### Exercise description
Can you edit the lines starting at the very first one and ending at the line that contains "POLYGON ((460 62, 459", so that "ushnisha topknot" becomes "hair knot" and nothing else changes? Give back only those lines, without the pictures.

### Stored data
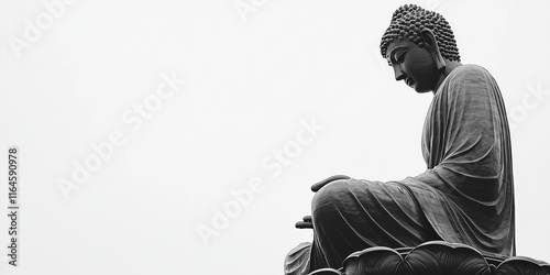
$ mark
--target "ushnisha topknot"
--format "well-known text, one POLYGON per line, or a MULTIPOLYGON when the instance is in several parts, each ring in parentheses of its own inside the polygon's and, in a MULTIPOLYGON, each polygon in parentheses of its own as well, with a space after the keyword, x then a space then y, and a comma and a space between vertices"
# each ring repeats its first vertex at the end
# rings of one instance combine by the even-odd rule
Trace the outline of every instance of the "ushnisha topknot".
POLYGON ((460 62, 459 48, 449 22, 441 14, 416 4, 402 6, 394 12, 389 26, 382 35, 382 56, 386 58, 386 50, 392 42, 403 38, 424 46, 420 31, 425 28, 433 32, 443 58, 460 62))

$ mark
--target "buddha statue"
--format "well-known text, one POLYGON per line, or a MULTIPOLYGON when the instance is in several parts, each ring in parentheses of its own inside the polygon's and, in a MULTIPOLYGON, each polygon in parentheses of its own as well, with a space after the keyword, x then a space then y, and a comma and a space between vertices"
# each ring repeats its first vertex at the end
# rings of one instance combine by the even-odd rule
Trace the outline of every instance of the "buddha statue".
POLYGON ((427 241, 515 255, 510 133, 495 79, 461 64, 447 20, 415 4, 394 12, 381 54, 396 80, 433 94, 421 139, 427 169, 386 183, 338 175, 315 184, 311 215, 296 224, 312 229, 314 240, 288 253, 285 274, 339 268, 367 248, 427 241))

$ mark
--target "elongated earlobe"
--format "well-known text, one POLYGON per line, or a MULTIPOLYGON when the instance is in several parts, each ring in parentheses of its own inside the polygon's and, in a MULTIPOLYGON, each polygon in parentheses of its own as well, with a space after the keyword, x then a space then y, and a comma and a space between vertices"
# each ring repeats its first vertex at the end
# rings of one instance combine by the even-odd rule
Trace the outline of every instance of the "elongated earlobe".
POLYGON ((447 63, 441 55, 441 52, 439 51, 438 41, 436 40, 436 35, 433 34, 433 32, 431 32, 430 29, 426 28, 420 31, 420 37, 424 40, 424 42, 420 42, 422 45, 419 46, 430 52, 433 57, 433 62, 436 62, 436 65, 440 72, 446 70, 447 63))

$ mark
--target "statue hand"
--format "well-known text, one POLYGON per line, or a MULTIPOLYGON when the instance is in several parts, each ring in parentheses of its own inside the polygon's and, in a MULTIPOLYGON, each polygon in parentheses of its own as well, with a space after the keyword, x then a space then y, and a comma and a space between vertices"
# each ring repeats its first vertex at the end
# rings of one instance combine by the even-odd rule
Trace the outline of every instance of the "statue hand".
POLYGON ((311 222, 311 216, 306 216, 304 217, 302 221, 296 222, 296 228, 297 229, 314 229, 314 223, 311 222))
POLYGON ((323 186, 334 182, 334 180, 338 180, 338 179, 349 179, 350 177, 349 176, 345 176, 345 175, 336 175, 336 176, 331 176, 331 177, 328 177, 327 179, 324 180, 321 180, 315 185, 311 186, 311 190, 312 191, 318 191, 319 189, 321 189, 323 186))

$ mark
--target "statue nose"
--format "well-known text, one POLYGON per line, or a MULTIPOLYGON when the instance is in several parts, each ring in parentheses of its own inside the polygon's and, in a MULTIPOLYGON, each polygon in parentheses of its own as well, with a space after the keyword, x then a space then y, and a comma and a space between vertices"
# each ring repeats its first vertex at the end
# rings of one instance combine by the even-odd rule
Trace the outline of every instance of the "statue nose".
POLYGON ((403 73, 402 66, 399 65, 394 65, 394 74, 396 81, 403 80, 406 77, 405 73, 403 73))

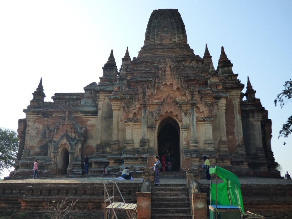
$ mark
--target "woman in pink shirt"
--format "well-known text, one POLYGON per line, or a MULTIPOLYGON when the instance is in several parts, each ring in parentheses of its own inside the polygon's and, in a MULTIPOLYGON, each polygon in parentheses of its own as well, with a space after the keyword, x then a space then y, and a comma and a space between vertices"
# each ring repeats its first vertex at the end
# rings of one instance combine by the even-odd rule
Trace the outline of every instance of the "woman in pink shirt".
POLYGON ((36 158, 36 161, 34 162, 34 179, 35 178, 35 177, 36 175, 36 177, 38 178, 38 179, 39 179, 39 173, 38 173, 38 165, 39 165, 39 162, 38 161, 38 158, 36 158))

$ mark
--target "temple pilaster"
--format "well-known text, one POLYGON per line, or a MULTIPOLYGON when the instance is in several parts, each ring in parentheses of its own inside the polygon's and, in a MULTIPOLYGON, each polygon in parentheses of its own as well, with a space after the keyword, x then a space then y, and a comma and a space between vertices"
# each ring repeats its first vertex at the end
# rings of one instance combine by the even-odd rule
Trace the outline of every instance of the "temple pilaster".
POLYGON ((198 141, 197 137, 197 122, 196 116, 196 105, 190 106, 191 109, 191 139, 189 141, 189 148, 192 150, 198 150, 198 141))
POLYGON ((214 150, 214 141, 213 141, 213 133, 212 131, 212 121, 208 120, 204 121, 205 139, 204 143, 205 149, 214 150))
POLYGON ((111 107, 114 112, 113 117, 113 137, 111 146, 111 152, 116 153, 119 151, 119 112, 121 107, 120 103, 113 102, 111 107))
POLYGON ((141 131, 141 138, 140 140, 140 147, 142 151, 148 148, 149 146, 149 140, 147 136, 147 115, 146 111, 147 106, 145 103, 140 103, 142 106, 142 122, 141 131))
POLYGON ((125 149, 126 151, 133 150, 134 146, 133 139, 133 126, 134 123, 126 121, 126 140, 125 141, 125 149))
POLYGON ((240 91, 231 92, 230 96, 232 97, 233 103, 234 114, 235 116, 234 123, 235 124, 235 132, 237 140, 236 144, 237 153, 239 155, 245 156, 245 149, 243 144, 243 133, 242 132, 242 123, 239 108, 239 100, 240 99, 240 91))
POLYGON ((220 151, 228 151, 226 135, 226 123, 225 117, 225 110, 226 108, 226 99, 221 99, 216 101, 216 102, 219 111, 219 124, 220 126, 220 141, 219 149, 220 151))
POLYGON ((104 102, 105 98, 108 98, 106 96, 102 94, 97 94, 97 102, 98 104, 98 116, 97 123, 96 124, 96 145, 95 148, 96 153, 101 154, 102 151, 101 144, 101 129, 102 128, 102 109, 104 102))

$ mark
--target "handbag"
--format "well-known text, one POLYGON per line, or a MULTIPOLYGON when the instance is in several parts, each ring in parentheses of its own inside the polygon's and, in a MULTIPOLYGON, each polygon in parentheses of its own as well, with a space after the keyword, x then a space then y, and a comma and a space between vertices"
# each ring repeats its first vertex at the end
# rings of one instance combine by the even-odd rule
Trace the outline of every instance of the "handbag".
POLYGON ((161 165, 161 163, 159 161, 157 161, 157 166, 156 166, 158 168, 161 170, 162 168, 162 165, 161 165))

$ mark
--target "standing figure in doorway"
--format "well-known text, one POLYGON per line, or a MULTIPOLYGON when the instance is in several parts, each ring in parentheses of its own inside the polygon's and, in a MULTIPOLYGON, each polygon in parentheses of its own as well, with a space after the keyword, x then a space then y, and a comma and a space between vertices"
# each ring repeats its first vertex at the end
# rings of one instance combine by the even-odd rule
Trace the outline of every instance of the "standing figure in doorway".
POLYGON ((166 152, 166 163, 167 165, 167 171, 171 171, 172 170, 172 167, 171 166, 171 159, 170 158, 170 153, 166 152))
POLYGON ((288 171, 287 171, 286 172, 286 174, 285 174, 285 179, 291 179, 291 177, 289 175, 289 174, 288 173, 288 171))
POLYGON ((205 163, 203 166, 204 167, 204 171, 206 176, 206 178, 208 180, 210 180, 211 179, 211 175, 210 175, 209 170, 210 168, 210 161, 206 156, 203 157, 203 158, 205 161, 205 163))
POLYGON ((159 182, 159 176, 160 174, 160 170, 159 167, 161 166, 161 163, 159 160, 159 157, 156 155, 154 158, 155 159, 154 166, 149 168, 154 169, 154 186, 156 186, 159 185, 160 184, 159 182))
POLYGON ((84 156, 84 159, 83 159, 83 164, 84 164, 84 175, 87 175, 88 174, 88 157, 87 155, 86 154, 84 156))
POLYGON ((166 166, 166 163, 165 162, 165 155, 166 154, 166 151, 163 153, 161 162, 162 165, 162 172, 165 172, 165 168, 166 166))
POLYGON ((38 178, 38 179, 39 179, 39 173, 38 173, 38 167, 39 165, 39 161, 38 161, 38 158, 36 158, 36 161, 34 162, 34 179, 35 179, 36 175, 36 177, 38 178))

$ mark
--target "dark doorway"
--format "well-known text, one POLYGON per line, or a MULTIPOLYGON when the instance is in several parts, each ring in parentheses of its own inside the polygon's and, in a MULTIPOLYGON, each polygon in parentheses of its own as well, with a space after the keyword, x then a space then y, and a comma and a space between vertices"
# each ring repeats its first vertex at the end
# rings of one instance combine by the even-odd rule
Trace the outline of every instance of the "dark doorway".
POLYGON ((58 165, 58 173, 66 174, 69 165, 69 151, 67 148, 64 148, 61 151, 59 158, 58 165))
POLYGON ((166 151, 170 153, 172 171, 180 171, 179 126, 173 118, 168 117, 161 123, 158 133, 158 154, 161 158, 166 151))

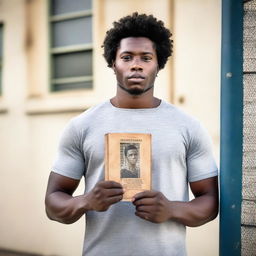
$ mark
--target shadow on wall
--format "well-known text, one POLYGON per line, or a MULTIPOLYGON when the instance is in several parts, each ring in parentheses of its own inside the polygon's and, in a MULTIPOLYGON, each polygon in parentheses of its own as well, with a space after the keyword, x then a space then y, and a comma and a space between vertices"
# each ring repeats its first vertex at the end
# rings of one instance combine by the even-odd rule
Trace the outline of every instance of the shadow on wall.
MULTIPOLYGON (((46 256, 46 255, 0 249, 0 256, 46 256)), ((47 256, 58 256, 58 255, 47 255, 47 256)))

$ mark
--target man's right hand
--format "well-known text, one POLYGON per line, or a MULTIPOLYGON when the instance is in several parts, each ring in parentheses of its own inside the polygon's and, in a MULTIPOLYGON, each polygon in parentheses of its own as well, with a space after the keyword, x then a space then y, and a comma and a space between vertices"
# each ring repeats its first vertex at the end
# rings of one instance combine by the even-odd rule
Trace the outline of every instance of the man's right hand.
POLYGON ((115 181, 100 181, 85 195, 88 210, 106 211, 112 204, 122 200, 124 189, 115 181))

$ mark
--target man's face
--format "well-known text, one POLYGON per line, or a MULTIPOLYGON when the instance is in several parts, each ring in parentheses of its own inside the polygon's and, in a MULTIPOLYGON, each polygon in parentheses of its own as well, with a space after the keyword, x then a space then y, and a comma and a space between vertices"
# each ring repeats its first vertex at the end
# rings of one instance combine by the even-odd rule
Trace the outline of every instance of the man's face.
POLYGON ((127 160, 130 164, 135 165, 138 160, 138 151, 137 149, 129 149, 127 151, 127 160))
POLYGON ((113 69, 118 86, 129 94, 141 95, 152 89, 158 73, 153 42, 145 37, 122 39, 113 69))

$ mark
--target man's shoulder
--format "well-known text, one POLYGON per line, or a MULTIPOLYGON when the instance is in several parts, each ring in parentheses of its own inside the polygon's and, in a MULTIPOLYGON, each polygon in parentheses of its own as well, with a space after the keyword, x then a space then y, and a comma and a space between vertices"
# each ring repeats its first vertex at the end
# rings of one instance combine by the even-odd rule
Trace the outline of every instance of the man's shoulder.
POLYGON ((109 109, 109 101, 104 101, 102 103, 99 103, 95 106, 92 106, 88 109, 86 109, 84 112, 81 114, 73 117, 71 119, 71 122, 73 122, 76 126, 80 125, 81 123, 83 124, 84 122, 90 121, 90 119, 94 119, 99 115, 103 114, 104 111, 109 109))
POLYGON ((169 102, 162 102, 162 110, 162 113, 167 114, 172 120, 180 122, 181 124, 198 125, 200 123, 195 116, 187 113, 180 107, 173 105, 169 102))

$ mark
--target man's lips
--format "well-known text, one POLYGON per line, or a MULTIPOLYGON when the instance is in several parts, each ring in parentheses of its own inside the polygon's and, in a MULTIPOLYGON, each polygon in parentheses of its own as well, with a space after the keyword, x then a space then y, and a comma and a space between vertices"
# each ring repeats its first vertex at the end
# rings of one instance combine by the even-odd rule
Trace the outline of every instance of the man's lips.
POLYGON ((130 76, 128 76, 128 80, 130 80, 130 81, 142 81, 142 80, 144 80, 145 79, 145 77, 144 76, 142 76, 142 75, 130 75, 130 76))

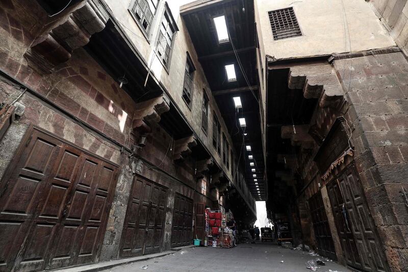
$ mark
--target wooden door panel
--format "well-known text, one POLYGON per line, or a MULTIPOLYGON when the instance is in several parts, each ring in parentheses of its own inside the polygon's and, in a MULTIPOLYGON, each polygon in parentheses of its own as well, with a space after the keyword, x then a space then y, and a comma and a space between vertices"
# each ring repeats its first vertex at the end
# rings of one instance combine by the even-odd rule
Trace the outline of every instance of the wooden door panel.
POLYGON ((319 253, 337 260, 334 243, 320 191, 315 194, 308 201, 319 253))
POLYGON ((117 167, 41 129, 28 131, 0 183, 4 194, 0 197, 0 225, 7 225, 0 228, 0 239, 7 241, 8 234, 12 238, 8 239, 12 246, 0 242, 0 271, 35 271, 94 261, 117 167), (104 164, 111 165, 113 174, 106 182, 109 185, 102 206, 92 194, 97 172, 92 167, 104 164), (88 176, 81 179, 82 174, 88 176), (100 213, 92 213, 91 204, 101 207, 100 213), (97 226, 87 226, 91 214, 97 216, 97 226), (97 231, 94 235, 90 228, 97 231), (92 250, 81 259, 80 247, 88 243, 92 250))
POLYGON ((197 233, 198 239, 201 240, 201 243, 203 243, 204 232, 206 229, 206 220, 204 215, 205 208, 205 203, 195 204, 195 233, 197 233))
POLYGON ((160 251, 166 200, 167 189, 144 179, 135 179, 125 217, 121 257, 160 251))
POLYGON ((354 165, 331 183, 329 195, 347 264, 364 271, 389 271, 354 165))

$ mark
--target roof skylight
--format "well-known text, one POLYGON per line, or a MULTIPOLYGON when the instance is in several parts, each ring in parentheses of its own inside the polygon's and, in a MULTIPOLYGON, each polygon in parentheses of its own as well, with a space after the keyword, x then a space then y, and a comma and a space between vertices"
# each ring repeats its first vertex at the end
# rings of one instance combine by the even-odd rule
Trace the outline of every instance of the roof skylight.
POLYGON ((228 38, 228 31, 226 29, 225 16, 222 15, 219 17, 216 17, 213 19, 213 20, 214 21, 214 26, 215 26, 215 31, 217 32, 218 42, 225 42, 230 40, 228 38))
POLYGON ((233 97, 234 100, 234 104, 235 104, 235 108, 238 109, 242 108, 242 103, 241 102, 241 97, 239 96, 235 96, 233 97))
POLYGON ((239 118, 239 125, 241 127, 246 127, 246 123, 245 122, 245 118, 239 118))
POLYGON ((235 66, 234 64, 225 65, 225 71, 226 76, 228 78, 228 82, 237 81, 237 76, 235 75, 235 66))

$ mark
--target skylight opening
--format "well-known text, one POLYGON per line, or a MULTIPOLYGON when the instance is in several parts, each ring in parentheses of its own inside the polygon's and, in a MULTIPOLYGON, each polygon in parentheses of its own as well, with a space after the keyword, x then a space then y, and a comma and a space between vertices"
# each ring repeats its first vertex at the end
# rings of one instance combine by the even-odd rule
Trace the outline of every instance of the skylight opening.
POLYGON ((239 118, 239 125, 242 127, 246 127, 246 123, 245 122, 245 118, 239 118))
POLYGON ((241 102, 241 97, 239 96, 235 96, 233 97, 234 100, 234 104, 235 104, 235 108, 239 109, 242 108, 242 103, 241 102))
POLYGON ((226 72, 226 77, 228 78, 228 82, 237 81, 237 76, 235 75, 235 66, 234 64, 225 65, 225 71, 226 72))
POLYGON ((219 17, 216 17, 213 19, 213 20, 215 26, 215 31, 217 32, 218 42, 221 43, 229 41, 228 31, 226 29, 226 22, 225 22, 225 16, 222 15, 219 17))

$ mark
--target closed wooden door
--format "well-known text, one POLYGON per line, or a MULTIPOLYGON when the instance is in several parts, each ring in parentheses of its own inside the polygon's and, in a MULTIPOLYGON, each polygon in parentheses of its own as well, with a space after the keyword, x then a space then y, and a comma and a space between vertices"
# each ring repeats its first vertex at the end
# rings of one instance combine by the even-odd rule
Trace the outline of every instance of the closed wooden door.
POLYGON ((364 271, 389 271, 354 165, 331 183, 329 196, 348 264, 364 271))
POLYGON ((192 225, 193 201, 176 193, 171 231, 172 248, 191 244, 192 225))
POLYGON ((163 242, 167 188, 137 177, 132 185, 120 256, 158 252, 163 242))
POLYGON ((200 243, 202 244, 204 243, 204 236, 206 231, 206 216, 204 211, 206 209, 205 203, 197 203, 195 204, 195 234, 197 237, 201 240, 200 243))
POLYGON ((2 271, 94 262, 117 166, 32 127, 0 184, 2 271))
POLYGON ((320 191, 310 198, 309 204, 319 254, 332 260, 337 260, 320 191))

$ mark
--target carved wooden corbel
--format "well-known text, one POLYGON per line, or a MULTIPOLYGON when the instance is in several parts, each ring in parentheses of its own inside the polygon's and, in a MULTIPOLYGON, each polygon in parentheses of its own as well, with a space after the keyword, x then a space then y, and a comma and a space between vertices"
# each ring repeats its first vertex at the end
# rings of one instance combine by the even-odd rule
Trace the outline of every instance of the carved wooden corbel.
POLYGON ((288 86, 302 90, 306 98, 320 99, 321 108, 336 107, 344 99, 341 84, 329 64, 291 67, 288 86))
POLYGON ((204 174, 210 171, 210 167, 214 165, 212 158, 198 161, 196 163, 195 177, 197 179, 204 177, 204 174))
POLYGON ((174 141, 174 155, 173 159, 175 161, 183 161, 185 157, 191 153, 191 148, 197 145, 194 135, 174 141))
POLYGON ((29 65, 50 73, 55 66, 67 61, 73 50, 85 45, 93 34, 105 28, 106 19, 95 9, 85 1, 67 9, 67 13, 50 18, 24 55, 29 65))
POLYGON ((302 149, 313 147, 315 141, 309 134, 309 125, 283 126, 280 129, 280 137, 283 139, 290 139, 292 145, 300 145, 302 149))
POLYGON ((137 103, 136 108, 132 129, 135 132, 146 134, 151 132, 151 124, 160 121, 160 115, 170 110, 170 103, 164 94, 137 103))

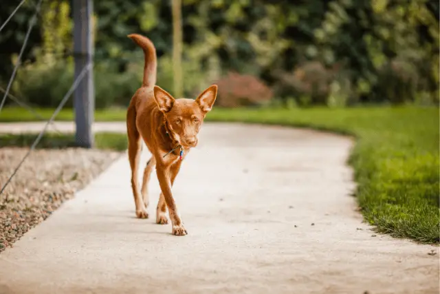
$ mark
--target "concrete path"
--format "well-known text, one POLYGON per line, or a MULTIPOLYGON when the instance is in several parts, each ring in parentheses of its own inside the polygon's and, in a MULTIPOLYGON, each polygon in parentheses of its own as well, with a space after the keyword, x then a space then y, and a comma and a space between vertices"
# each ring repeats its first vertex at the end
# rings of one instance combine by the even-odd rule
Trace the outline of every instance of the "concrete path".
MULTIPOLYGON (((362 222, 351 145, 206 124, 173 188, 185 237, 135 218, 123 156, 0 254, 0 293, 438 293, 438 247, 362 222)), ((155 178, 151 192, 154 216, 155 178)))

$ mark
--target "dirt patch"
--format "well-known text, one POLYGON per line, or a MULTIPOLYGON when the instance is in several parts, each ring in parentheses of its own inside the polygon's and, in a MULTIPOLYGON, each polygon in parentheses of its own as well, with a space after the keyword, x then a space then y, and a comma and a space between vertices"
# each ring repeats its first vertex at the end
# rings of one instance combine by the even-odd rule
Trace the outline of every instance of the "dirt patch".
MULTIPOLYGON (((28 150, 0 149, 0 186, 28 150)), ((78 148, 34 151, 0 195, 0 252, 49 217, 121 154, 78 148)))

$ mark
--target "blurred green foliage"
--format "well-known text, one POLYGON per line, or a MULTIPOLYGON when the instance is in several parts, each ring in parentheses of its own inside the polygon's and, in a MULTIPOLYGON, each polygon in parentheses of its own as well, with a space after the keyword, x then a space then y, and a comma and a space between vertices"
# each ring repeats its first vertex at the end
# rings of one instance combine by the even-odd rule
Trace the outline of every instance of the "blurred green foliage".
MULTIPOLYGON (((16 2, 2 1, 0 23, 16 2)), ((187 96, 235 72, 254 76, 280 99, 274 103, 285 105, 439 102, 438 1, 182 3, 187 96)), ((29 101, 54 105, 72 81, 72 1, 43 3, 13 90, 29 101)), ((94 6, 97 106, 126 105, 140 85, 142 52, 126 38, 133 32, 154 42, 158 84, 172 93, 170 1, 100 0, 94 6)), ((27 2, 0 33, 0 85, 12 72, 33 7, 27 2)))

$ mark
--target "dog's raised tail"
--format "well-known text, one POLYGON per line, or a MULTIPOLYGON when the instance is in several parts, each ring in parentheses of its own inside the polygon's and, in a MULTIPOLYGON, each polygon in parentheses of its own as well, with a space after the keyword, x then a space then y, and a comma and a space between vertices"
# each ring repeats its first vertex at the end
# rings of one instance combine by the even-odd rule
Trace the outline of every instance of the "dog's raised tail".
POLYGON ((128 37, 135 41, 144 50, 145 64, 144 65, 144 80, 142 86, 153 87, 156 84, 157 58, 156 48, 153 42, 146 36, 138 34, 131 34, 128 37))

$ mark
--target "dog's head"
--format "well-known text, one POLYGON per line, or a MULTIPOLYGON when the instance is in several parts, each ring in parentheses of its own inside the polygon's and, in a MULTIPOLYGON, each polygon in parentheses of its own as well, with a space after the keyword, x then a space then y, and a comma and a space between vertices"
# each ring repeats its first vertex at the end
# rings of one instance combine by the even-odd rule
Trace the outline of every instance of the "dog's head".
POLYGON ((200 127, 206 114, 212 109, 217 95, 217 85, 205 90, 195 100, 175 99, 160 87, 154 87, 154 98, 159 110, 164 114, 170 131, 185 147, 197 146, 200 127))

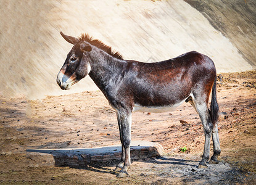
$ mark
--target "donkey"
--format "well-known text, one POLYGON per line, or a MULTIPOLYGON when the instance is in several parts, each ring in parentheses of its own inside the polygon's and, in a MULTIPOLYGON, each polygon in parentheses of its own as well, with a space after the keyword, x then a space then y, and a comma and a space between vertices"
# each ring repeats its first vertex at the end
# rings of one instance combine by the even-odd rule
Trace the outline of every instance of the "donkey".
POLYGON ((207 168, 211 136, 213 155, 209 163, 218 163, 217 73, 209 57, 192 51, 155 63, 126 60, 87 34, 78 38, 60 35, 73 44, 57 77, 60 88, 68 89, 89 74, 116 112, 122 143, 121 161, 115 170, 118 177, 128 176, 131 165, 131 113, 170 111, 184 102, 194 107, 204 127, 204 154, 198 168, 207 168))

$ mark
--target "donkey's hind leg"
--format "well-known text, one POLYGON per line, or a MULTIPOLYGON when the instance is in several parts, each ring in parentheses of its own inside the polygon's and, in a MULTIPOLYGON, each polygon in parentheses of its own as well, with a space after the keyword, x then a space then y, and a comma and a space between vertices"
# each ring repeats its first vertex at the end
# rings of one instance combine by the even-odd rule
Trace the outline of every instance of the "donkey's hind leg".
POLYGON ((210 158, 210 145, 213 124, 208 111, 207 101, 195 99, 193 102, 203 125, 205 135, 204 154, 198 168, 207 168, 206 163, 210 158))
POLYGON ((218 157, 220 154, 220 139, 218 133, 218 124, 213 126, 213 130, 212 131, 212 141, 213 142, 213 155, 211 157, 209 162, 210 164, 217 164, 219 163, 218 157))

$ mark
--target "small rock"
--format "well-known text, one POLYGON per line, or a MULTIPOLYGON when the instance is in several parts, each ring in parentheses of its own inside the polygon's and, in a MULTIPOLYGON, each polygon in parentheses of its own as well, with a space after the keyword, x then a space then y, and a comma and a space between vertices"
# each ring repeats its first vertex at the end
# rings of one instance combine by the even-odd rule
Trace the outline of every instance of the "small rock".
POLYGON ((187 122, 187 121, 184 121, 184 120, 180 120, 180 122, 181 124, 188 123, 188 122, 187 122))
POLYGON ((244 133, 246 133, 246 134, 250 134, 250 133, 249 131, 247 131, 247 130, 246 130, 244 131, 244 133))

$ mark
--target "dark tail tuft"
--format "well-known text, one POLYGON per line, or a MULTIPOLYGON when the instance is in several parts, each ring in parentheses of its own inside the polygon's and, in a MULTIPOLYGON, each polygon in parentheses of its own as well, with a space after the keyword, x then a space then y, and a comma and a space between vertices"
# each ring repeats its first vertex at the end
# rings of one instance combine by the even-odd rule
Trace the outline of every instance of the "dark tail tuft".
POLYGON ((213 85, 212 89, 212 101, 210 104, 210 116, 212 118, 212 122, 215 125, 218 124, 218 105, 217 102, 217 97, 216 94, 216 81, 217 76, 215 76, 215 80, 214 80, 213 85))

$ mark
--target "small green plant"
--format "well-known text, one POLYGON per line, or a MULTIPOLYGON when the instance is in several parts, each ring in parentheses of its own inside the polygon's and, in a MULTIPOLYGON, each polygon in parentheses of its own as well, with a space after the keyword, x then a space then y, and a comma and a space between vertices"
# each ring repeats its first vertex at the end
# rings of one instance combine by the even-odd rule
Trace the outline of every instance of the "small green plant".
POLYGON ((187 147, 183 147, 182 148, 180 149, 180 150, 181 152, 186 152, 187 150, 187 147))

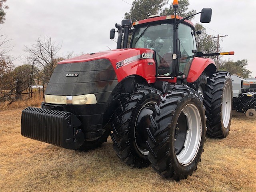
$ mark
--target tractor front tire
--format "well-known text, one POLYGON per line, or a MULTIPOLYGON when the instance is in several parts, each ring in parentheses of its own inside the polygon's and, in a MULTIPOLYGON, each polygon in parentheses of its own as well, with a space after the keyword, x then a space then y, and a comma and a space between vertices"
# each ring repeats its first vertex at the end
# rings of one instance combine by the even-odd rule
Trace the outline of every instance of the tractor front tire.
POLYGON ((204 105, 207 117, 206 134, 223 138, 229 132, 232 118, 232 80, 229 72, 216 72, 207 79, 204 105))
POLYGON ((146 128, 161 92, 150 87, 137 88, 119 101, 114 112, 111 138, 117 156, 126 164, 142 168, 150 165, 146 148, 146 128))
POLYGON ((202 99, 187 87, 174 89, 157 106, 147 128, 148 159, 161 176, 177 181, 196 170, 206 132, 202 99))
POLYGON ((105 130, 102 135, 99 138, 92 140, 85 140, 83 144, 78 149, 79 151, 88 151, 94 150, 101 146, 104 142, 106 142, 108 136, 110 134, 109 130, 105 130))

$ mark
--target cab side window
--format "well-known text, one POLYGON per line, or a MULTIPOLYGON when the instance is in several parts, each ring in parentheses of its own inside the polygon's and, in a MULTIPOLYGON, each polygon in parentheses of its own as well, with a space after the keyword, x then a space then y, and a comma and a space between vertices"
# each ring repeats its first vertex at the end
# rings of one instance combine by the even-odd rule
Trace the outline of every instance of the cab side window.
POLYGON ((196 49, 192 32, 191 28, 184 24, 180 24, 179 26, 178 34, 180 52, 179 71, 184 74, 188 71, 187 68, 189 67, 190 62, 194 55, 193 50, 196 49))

### Exercise solution
$ mark
--target "hair knot"
--format "well-known text, one POLYGON per line, or a MULTIPOLYGON when the instance is in several parts, each ring in parentheses of its own inside the polygon's and, in a MULTIPOLYGON, each polygon in parentheses of its own as well, with a space after the keyword, x then a space then y, and a comma and a space between vertices"
# each ring repeats its first vertex at the end
# rings of one instance combine by the even-odd rule
Trace the outline of every instance of the "hair knot".
POLYGON ((460 62, 459 48, 449 22, 441 14, 416 4, 402 6, 394 12, 389 26, 382 35, 382 56, 386 58, 386 50, 392 42, 403 38, 424 46, 420 31, 425 28, 433 32, 443 58, 460 62))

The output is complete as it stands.